• WHAT THE EXERCISE ASKS: Write out only the lines from the line that holds "of the hardwood" to the end of the listing below, inclusive, with the pictures omitted.

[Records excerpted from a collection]
-----
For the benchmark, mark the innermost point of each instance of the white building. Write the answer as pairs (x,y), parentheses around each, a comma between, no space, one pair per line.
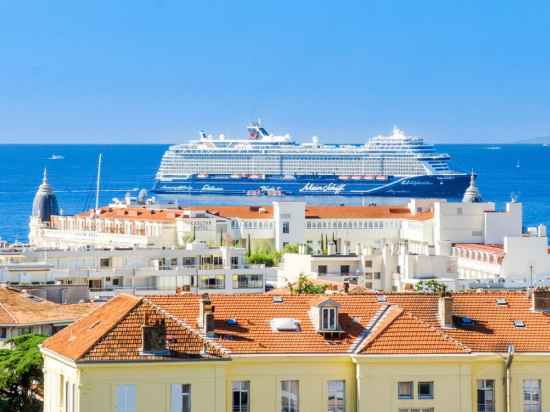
(415,242)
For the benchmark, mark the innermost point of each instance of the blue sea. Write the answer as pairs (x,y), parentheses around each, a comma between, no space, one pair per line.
(128,168)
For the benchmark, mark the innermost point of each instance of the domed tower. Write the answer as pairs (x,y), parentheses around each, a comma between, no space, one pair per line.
(472,194)
(44,206)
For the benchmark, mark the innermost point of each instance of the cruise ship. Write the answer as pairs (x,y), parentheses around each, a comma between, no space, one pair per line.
(268,165)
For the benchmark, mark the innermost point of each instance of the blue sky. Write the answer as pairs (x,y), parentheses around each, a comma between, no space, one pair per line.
(158,71)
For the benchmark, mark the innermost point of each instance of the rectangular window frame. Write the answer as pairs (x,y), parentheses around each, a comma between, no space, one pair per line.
(336,399)
(293,391)
(431,391)
(485,386)
(242,390)
(532,394)
(405,396)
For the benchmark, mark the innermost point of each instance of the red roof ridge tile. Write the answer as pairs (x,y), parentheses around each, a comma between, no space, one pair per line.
(64,341)
(392,313)
(191,330)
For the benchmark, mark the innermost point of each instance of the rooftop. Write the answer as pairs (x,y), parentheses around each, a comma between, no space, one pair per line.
(405,323)
(18,308)
(260,212)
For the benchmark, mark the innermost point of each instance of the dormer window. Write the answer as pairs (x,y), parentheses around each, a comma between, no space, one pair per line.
(324,316)
(329,319)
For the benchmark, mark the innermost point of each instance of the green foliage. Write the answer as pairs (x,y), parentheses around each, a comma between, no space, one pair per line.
(20,371)
(291,248)
(430,286)
(304,286)
(266,257)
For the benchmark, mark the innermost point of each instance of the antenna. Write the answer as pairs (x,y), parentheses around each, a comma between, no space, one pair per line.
(97,183)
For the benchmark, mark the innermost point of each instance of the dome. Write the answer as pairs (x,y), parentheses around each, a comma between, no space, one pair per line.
(142,196)
(472,194)
(44,204)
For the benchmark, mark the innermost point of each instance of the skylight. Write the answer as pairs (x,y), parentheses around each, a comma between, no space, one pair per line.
(285,325)
(519,323)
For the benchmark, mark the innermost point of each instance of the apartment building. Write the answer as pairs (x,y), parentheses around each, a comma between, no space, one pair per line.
(109,271)
(22,312)
(397,352)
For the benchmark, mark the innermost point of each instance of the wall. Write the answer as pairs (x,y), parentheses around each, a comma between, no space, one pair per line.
(501,224)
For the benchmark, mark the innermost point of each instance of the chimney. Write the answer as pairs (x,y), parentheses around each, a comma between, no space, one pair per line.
(206,319)
(445,310)
(346,287)
(540,300)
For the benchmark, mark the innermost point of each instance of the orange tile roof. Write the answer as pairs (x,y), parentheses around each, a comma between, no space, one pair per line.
(364,212)
(19,308)
(261,212)
(405,323)
(491,248)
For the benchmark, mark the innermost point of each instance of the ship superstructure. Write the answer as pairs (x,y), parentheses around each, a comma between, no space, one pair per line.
(277,165)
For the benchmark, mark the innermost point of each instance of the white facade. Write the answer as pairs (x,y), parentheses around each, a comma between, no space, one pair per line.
(196,268)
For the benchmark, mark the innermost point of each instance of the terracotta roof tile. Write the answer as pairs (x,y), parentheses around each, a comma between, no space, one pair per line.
(242,325)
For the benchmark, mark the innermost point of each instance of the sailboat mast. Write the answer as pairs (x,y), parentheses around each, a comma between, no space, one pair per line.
(97,183)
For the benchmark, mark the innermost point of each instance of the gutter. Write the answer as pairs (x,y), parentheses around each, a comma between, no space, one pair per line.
(508,366)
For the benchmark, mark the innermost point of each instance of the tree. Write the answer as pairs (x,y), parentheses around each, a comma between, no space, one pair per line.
(430,286)
(305,286)
(264,257)
(20,372)
(291,248)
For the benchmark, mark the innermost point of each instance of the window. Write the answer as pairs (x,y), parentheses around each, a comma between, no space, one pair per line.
(212,282)
(248,281)
(181,398)
(290,396)
(531,395)
(69,397)
(425,390)
(286,227)
(405,390)
(485,395)
(126,398)
(336,396)
(328,318)
(241,396)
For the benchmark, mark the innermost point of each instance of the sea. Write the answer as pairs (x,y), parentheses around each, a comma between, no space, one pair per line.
(504,172)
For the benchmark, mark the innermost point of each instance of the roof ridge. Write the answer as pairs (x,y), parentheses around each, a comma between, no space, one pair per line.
(15,320)
(439,331)
(192,330)
(138,300)
(392,313)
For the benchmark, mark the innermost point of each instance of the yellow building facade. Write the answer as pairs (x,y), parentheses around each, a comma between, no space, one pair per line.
(418,371)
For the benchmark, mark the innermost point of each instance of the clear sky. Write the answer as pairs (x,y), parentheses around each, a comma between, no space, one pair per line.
(159,71)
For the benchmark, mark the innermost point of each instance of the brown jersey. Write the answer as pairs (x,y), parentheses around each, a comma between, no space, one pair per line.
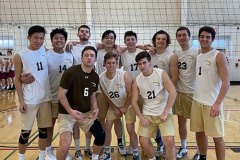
(80,86)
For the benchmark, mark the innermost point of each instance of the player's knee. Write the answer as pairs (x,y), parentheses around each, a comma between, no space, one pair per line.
(23,139)
(42,133)
(98,133)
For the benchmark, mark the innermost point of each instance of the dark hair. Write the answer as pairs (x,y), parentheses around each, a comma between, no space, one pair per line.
(207,29)
(141,55)
(59,30)
(84,26)
(185,29)
(89,48)
(161,32)
(110,55)
(130,33)
(36,29)
(107,32)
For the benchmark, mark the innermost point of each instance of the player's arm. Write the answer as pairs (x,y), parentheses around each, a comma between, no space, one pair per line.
(224,75)
(18,83)
(168,85)
(173,69)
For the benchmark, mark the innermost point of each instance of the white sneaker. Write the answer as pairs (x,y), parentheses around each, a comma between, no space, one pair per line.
(122,149)
(181,152)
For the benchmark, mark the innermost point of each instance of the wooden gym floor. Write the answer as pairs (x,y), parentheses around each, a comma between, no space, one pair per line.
(10,128)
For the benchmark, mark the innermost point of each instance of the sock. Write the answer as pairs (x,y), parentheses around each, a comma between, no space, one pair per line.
(184,143)
(95,156)
(88,141)
(77,144)
(41,154)
(21,156)
(49,148)
(203,157)
(119,141)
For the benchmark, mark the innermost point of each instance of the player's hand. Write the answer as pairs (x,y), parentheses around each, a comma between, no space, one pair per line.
(22,107)
(163,116)
(27,78)
(94,114)
(214,111)
(123,109)
(145,122)
(77,115)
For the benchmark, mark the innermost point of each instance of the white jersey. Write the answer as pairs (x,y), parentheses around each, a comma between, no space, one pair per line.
(187,70)
(57,64)
(100,68)
(161,60)
(35,63)
(129,63)
(153,92)
(77,52)
(208,82)
(114,89)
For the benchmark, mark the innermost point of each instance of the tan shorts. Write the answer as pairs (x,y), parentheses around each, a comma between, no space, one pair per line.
(130,115)
(66,123)
(103,105)
(54,107)
(201,121)
(42,112)
(167,127)
(183,104)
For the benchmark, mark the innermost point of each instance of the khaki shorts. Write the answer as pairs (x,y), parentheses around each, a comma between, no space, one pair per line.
(166,128)
(54,107)
(66,123)
(130,115)
(202,122)
(103,105)
(183,104)
(42,112)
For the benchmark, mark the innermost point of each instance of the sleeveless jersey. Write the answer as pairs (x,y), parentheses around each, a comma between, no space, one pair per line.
(35,62)
(187,70)
(114,89)
(161,60)
(208,82)
(153,92)
(77,52)
(57,64)
(129,63)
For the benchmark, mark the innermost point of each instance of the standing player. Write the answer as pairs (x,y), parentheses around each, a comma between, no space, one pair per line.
(156,107)
(58,62)
(185,86)
(77,96)
(116,86)
(212,83)
(33,98)
(167,61)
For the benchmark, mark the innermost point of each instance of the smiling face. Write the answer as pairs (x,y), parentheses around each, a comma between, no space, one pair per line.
(205,40)
(58,41)
(36,40)
(183,38)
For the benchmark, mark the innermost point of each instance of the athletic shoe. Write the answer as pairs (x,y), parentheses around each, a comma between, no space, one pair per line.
(69,157)
(50,155)
(130,150)
(196,157)
(105,156)
(181,152)
(159,151)
(78,155)
(88,152)
(135,157)
(122,149)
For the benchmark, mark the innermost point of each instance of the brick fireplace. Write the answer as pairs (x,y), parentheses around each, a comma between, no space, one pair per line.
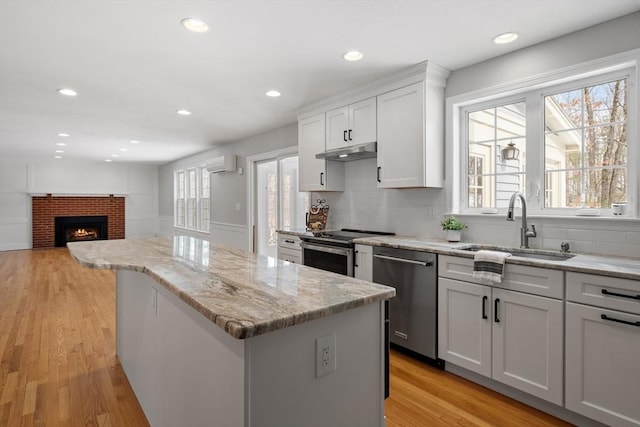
(46,208)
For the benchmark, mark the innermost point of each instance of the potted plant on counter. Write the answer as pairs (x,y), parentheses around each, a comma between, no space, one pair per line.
(453,227)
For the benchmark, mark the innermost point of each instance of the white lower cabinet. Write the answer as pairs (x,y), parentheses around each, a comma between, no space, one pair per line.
(603,350)
(289,248)
(512,337)
(363,266)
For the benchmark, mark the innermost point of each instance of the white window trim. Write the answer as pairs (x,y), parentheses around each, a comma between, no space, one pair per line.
(456,153)
(198,222)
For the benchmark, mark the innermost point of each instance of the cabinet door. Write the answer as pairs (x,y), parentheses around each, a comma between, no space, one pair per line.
(316,174)
(290,255)
(337,128)
(363,268)
(603,365)
(362,122)
(528,343)
(311,142)
(401,156)
(464,325)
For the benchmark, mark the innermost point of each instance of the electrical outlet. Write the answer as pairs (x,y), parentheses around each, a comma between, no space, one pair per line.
(325,355)
(429,211)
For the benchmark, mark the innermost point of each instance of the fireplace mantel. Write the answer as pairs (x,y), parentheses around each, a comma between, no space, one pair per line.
(39,194)
(50,205)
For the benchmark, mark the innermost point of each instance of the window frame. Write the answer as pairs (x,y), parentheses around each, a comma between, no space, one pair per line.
(199,223)
(533,95)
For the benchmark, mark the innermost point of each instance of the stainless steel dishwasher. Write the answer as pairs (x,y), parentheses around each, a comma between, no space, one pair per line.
(413,312)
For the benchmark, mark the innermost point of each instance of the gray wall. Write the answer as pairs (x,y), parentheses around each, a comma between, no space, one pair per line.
(615,36)
(227,189)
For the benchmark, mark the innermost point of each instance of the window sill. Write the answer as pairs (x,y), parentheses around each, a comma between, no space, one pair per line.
(573,218)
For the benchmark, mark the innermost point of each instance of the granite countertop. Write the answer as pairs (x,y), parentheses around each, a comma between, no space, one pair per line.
(627,268)
(243,293)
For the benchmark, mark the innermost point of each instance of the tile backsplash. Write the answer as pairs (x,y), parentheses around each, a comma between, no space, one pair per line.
(418,212)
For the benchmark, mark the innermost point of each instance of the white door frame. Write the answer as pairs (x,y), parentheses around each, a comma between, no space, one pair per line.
(251,183)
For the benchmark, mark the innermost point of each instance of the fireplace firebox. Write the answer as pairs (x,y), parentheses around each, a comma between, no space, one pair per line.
(80,228)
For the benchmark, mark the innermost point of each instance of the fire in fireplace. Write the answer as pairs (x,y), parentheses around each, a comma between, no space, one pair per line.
(80,228)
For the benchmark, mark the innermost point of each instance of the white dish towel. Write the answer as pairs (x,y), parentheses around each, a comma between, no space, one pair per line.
(489,265)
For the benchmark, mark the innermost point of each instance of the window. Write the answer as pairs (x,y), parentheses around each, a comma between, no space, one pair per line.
(277,201)
(180,199)
(493,179)
(205,215)
(192,199)
(586,145)
(575,136)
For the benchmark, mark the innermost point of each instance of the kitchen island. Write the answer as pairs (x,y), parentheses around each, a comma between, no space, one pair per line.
(214,336)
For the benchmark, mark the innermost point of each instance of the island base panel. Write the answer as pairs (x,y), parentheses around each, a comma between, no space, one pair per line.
(185,370)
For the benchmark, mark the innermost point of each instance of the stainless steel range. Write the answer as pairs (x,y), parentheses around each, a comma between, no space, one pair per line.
(333,250)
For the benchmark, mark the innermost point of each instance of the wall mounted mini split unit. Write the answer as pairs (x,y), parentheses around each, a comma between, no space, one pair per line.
(225,163)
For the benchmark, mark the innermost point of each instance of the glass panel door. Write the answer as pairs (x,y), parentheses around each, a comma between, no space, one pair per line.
(278,204)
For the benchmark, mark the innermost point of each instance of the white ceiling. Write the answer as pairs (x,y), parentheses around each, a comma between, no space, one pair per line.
(133,65)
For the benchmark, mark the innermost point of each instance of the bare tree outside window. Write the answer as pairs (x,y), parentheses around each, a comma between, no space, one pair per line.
(586,144)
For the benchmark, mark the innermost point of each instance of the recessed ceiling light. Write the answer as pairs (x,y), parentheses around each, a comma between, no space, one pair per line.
(352,55)
(196,25)
(67,92)
(505,38)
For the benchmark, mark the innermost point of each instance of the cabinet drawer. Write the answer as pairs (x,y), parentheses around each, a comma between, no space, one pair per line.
(603,291)
(523,278)
(288,241)
(290,255)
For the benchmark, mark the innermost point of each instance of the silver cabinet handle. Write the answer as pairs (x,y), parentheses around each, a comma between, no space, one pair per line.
(406,261)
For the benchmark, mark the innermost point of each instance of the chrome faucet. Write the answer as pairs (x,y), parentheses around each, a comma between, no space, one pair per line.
(525,233)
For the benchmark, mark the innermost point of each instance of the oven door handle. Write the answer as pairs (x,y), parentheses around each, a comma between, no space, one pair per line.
(407,261)
(328,249)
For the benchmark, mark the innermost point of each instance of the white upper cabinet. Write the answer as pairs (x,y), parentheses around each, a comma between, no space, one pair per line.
(316,174)
(352,124)
(411,137)
(403,113)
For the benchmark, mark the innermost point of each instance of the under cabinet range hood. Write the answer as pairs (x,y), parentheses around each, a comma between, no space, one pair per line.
(347,154)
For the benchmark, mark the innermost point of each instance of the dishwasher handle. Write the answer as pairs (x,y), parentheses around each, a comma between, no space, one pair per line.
(404,260)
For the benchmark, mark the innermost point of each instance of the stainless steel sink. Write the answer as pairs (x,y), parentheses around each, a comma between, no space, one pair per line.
(522,253)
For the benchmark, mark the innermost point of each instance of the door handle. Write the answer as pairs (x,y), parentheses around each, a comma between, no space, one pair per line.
(626,322)
(406,261)
(484,307)
(615,294)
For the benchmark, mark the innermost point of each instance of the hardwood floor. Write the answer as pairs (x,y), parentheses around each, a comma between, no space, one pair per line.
(424,396)
(58,364)
(57,344)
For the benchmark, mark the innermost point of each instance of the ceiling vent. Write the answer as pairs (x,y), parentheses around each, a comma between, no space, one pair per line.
(225,163)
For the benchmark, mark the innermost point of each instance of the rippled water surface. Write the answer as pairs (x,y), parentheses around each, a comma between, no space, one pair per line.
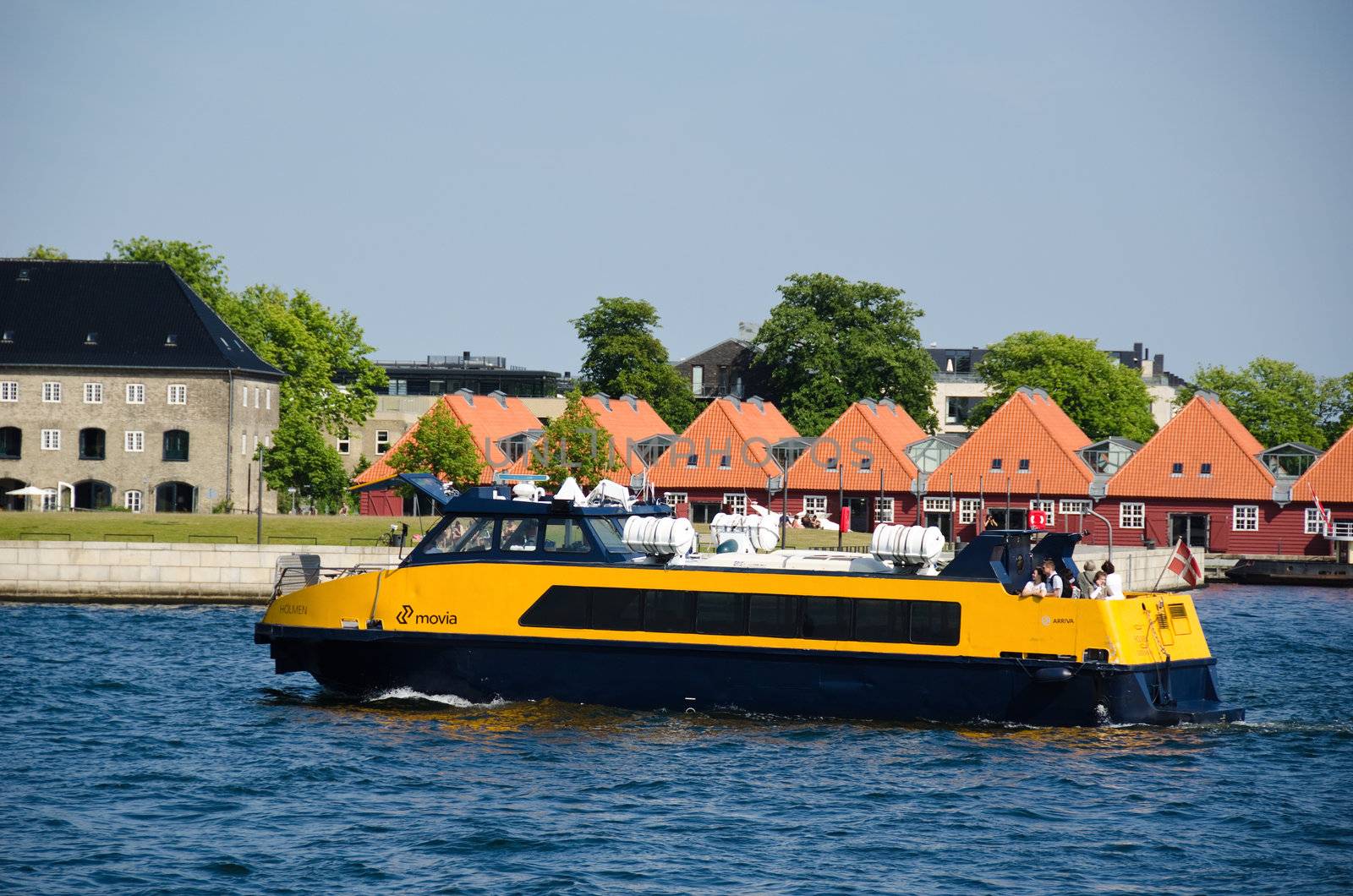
(153,749)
-----
• THE ANSWER:
For the benchmark, mark the innermost point of each instance of the hardwood floor. Write the answer as pairs (x,y), parentheses around each, a comma between, no space, one pair per line.
(424,396)
(58,364)
(57,344)
For the benchmark, mark the innermost point of each instance of the ceiling vent. Write the answer as pairs (x,y), parentheses around each, a comma between, no space, one pair per line.
(225,163)
For the benchmark, mark the innermost point of each instance of the rippled water surface. Write the answer as pairs (x,y), parentheses around each, a comma between, no space, one pair per line.
(153,749)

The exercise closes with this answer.